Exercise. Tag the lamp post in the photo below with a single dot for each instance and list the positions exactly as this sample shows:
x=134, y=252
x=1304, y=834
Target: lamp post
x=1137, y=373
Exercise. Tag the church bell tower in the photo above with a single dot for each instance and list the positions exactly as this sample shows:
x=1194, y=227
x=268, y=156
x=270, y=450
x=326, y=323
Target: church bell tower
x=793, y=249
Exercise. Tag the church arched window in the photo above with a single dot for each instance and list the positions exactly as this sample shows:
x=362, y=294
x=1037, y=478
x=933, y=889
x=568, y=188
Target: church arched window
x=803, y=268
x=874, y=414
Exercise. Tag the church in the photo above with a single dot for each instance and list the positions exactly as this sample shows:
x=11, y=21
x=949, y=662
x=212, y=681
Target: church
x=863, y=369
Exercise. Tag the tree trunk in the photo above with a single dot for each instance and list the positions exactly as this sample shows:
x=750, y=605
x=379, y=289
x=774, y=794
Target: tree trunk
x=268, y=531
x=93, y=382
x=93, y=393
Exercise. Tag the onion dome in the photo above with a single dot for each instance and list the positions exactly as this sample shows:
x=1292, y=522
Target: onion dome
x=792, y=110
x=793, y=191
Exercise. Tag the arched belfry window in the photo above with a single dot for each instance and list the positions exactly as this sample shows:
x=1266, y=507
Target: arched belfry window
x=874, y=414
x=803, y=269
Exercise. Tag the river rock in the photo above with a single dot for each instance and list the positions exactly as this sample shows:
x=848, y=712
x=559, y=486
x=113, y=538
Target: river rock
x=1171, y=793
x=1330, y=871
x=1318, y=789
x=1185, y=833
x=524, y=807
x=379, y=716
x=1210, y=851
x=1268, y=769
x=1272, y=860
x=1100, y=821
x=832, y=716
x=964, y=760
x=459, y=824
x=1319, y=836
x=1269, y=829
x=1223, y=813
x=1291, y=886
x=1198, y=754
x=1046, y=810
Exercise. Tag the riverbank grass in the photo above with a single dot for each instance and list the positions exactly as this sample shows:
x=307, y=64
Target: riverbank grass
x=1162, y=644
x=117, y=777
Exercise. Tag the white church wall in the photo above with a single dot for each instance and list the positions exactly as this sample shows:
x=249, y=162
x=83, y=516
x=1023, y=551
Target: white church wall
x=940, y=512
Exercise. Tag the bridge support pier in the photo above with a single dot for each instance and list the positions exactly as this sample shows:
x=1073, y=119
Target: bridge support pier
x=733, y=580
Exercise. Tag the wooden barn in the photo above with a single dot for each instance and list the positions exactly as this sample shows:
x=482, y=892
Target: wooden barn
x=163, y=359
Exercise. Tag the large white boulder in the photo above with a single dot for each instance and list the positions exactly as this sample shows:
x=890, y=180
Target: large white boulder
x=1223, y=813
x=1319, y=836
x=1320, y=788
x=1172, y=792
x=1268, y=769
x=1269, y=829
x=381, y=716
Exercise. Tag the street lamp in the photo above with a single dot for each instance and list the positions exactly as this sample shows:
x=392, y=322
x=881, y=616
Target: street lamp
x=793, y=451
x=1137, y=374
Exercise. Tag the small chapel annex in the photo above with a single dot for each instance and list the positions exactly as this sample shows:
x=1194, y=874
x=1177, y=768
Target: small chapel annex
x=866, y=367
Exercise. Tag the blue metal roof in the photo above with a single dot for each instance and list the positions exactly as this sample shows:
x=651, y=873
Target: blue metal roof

──────

Work required:
From the listing above, repeat exactly the lines starting at the line that includes "x=848, y=712" and ending at the line that includes "x=1023, y=551", with nothing outside that span.

Result of the task:
x=848, y=712
x=559, y=486
x=113, y=538
Target: river rock
x=1171, y=793
x=1330, y=871
x=1318, y=789
x=1185, y=833
x=524, y=807
x=379, y=716
x=1210, y=851
x=1268, y=769
x=1272, y=860
x=1100, y=821
x=832, y=716
x=964, y=760
x=459, y=824
x=1319, y=836
x=1269, y=829
x=1223, y=813
x=1291, y=886
x=1198, y=754
x=1046, y=810
Exercise. Tag the riverbank grass in the photo above with a single dot for each instance and list the positions exactly as this sample shows:
x=307, y=64
Target: riverbank grass
x=1162, y=644
x=117, y=777
Exercise. Tag the white church wall in the photo above with a single dot for each instance and list the positions exactly as this sample shows:
x=249, y=162
x=83, y=516
x=1023, y=551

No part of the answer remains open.